_Parts of the exercise:_
- A) Identify every line of the records that contains the string "dollar", matching case exactly, and copy each such line.
- B) Go on with the Edgar Rice Burroughs blog post from the point where it stops.

_Quoted text:_
#####

Edgar Rice Burroughs

School’s, school’s, school’s out and our local library kicked off its summer reading program including the “Teen Challenge”. Which in no way influenced this post. Wink, wink.

I wonder how long it took the parrot to steal the cracker?

I wonder how long it took the parrot to steal the cracker?

Let’s talk about Edgar Rice Burroughs, first of all, I’ve always wondered how rice burrows, but that’s a different topic. Back to Mr. Burroughs, born in 1875, he was one of the most prolific authors of the last century, writing almost 80 novels.

Before he wrote novels, he was short on greenbacks and long on time, so he sold pencil sharpeners and read pulp fiction magazines. In the vein of planting a seed and watching it grow, he decided in 1911 he could write as well or better than the writers he was reading in the pulp fiction magazines. In this case I think the rice burrowed and kick started the magic bean stalk.

#####

_Task input:_
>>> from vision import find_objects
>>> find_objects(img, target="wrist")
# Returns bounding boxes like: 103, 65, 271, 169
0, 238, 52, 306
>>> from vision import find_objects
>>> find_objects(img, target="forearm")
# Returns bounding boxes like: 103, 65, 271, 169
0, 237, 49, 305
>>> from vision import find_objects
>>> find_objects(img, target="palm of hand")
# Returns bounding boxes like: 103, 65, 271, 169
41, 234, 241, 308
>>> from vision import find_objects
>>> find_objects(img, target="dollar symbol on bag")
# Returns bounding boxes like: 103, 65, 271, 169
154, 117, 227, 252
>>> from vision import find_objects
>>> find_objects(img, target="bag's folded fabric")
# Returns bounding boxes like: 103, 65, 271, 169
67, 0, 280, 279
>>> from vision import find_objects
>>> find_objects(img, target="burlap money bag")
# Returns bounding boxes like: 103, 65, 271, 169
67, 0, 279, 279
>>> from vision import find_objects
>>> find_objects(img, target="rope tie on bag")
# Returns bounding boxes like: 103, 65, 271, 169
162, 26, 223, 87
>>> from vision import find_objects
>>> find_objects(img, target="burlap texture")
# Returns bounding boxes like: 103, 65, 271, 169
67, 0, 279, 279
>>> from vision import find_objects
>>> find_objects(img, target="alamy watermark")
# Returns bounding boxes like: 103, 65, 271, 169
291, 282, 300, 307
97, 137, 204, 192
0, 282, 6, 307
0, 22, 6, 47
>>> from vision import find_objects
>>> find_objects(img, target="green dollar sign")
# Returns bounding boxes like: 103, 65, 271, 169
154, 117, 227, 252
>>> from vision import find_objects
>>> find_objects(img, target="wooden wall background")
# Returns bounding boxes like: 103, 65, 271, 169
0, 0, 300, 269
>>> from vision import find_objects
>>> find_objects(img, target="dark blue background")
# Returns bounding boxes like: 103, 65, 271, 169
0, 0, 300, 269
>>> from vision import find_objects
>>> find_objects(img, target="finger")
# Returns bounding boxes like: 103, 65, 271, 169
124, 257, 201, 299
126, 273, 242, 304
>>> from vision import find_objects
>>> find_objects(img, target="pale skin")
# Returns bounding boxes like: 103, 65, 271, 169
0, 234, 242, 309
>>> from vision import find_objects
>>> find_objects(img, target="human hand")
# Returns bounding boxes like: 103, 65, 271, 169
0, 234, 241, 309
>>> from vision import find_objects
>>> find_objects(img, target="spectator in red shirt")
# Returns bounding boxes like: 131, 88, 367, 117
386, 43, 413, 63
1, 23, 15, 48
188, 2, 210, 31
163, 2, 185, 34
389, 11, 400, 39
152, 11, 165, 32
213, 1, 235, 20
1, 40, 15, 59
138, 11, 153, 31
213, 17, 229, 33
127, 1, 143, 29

#####

_Answers to the exercises:_
- A)
>>> find_objects(img, target="dollar symbol on bag")
>>> find_objects(img, target="green dollar sign")

- B)
Burroughs gave us John Carter and his adventures on Mars—before science fiction even existed. He gave us 26 books about Tarzan. He was the first to publish through multimedia—when everyone said at the time it wouldn’t work. Besides the novels he did comic strips, movies and merchandise. The first Tarzan movie, starring Elmo Lincoln, the first film ever to gross over $1,000,000.  Perhaps he greased the skids for George Lucas? Only speculating.

A staunch advocate for authors’ rights, he was the first author to incorporate to protect his works.

He married twice, divorced twice, and had two children. His daughter, Joan, and one year later his son, Hulbert, named for his mother’s maiden name. Hulbert Burroughs, it just rolls off the tongue.

Eventually Edgar moved from Chicago to California, bought an estate, re-named it Tarzana after his beloved character, Tarzan, and the folks that lived in the area adopted it as the name of their fair city.

When he was in his late 60’s he was living in Honolulu, Hawaii, when the Japanese attacked. He applied for and became a war correspondent, making him one of the oldest U.S. war correspondents during WWII.

After the war he moved back state side, he landed in Encino, California, and died in bed reading the Sunday comics. He is buried in Tarzana, California.

For a guy whose books sold over a hundred million copies in multiple languages, he one said, “I write to escape . . . to escape poverty”. I think we’re all happy he did.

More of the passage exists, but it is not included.